Requirement:
The entries that follow include a run beginning at the line with "Target: white bathrobe" and ending at the line with "[[466, 383], [532, 64], [82, 374], [462, 360]]"; restate that run word for word and leave the rest out.

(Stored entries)
════════

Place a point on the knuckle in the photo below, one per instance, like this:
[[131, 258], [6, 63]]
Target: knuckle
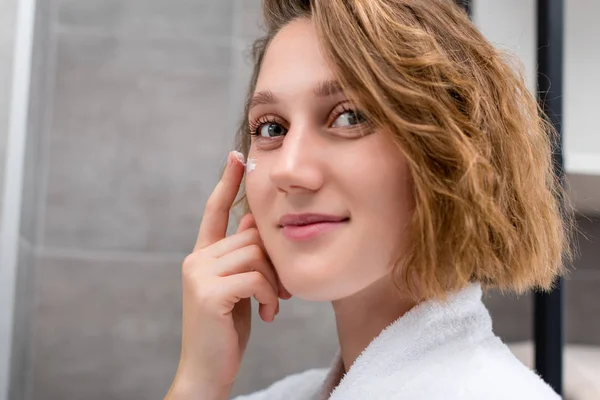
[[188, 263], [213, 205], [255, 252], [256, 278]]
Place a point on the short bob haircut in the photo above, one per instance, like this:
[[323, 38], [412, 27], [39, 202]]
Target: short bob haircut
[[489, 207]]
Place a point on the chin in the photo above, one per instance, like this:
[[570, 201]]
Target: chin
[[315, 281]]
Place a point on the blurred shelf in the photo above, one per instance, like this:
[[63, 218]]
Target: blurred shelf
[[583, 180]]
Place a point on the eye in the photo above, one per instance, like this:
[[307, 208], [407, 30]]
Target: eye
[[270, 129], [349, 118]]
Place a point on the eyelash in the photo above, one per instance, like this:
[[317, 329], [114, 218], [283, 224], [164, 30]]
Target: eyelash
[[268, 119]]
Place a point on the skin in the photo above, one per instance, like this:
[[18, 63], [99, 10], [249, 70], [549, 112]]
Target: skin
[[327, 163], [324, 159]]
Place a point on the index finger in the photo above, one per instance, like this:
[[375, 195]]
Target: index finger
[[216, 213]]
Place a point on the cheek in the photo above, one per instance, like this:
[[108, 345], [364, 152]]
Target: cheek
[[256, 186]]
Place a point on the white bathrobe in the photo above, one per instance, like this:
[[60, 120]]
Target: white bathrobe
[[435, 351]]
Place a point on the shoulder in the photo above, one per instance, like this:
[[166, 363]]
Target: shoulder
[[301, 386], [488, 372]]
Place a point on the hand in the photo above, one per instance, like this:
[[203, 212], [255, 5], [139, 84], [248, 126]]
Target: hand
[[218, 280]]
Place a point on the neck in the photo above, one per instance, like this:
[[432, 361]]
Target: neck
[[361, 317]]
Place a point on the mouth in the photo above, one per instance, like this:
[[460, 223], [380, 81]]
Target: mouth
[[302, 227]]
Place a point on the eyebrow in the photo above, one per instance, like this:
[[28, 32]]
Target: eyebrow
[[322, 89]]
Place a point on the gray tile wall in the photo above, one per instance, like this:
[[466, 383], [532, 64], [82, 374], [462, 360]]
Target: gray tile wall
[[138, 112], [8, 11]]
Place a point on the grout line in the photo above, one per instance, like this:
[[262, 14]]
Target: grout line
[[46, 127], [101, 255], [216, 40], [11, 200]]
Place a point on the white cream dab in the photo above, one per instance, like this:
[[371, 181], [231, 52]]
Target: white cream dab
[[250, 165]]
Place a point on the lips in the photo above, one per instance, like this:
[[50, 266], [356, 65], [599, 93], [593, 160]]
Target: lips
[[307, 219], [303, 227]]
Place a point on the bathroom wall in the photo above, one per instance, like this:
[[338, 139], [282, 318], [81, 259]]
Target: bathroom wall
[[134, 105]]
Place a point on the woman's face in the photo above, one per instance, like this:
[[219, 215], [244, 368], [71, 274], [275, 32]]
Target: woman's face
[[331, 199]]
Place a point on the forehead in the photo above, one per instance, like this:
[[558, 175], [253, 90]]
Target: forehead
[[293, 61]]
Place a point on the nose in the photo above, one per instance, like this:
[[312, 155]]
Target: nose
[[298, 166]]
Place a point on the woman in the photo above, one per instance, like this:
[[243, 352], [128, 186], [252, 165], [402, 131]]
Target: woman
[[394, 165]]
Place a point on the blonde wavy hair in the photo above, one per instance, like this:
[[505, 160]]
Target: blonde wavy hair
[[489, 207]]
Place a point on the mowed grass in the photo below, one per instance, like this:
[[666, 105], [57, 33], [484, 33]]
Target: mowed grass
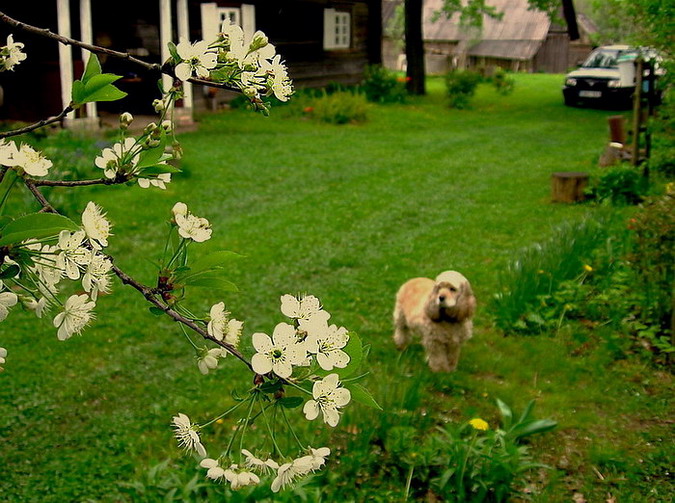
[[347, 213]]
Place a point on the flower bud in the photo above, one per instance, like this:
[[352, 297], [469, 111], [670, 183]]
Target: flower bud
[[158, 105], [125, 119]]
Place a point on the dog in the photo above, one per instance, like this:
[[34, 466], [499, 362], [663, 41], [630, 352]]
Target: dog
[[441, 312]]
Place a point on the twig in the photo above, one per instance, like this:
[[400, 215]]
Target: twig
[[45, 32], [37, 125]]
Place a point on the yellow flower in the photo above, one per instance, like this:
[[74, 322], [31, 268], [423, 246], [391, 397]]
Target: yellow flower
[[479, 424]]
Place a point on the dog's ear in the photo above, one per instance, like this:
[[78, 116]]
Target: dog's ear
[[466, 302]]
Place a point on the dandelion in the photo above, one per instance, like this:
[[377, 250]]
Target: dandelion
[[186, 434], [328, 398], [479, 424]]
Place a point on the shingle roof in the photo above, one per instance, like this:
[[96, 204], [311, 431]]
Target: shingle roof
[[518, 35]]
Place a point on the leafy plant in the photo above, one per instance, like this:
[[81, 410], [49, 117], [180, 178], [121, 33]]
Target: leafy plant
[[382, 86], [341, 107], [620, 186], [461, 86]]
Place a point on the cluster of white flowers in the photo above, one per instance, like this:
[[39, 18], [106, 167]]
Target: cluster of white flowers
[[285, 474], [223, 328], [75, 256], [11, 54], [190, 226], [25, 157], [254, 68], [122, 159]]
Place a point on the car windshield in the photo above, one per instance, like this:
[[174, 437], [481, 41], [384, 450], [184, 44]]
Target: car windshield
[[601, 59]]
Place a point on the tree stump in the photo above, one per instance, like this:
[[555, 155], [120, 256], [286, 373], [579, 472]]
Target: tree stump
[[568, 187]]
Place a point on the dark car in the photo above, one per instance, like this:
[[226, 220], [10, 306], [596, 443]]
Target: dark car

════════

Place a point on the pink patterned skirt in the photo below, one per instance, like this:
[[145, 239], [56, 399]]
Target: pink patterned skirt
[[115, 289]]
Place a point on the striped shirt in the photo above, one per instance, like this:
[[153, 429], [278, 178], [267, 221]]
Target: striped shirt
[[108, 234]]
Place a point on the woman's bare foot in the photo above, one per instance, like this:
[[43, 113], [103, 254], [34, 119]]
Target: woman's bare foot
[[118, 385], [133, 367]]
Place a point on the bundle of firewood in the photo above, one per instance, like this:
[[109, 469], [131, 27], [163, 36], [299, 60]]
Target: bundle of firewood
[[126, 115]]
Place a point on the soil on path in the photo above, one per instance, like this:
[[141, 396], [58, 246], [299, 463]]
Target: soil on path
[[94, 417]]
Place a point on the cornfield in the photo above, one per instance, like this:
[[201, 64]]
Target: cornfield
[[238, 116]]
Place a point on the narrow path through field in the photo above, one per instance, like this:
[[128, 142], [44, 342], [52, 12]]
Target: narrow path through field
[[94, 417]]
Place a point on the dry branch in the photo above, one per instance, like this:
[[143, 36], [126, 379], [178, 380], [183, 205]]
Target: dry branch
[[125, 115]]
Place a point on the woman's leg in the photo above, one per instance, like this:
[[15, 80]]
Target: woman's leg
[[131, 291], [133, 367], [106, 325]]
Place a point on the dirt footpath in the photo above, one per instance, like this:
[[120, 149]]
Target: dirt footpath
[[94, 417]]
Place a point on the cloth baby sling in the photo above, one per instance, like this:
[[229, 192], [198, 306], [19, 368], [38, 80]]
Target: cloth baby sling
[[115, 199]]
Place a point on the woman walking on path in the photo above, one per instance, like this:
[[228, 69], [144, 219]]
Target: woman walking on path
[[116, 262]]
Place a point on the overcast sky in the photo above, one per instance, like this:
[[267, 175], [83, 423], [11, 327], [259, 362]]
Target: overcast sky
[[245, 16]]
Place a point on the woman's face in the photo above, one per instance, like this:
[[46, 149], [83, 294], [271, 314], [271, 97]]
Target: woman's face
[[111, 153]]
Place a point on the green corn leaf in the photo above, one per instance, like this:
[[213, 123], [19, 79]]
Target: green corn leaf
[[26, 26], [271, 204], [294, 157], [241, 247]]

════════

Response area:
Target: white bathrobe
[[435, 351]]
Place a point on the shoulder in the photo above, one per instance, like this:
[[166, 363]]
Target: shoulder
[[301, 386], [488, 372]]
Place a point on the hand in the photo above, one per instance, like this:
[[203, 212], [255, 5], [139, 84], [248, 126]]
Target: hand
[[218, 280]]
Place a point on the neck in the photo above, one per instance, like this:
[[432, 361]]
Target: neck
[[361, 317]]
Place a point on the mouth in the photo above, one per instance, like this:
[[460, 223], [380, 81]]
Target: mouth
[[302, 227]]
Place a point on the eyebrow in the photo above, one per instance, like this:
[[28, 32]]
Target: eyebrow
[[322, 89]]
Place a point on the gray tile wall in the photo above, one per instance, like this:
[[466, 383], [532, 64], [82, 374], [462, 360]]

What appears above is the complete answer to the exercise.